* **What is being asked**
Rewrite every line of the entries below as a Markdown table with the columns "Row" and "Line", numbering the rows in order and omitting blank lines.

######

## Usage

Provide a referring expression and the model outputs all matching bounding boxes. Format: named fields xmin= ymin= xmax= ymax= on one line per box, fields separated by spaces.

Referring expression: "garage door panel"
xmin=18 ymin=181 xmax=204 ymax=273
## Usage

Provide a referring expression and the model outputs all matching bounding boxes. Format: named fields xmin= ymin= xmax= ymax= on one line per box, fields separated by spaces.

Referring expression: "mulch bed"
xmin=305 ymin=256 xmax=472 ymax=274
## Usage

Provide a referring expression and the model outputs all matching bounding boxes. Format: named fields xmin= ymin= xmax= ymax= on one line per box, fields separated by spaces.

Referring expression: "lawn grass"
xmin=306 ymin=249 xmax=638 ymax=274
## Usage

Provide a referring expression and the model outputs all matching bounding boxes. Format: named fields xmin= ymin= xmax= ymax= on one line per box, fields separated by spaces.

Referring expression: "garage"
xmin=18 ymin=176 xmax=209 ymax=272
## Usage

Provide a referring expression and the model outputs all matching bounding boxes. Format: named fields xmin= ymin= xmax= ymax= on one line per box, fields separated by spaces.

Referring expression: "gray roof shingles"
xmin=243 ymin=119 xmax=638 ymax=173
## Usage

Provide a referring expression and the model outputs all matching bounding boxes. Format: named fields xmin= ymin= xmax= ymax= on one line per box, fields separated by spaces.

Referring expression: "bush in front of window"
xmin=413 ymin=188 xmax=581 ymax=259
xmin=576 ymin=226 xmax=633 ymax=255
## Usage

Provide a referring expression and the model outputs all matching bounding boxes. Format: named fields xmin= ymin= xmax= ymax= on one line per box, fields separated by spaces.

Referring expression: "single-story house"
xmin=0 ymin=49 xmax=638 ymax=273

######

* **Written answer**
| Row | Line |
|---|---|
| 1 | ## Usage |
| 2 | Provide a referring expression and the model outputs all matching bounding boxes. Format: named fields xmin= ymin= xmax= ymax= on one line per box, fields separated by spaces. |
| 3 | Referring expression: "garage door panel" |
| 4 | xmin=18 ymin=181 xmax=204 ymax=273 |
| 5 | ## Usage |
| 6 | Provide a referring expression and the model outputs all matching bounding boxes. Format: named fields xmin= ymin= xmax= ymax= on one line per box, fields separated by spaces. |
| 7 | Referring expression: "mulch bed" |
| 8 | xmin=305 ymin=256 xmax=472 ymax=274 |
| 9 | ## Usage |
| 10 | Provide a referring expression and the model outputs all matching bounding boxes. Format: named fields xmin= ymin= xmax= ymax= on one line per box, fields separated by spaces. |
| 11 | Referring expression: "lawn grass" |
| 12 | xmin=306 ymin=249 xmax=638 ymax=274 |
| 13 | ## Usage |
| 14 | Provide a referring expression and the model outputs all matching bounding boxes. Format: named fields xmin= ymin= xmax= ymax= on one line per box, fields separated by spaces. |
| 15 | Referring expression: "garage" |
| 16 | xmin=18 ymin=176 xmax=209 ymax=272 |
| 17 | ## Usage |
| 18 | Provide a referring expression and the model outputs all matching bounding boxes. Format: named fields xmin= ymin= xmax= ymax= on one line per box, fields separated by spaces. |
| 19 | Referring expression: "gray roof shingles" |
| 20 | xmin=243 ymin=119 xmax=638 ymax=173 |
| 21 | ## Usage |
| 22 | Provide a referring expression and the model outputs all matching bounding boxes. Format: named fields xmin= ymin= xmax= ymax= on one line per box, fields separated by spaces. |
| 23 | Referring expression: "bush in front of window" |
| 24 | xmin=413 ymin=188 xmax=581 ymax=259 |
| 25 | xmin=576 ymin=226 xmax=633 ymax=255 |
| 26 | ## Usage |
| 27 | Provide a referring expression and the model outputs all matching bounding boxes. Format: named fields xmin= ymin= xmax= ymax= on one line per box, fields separated by spaces. |
| 28 | Referring expression: "single-story house" |
| 29 | xmin=0 ymin=49 xmax=638 ymax=273 |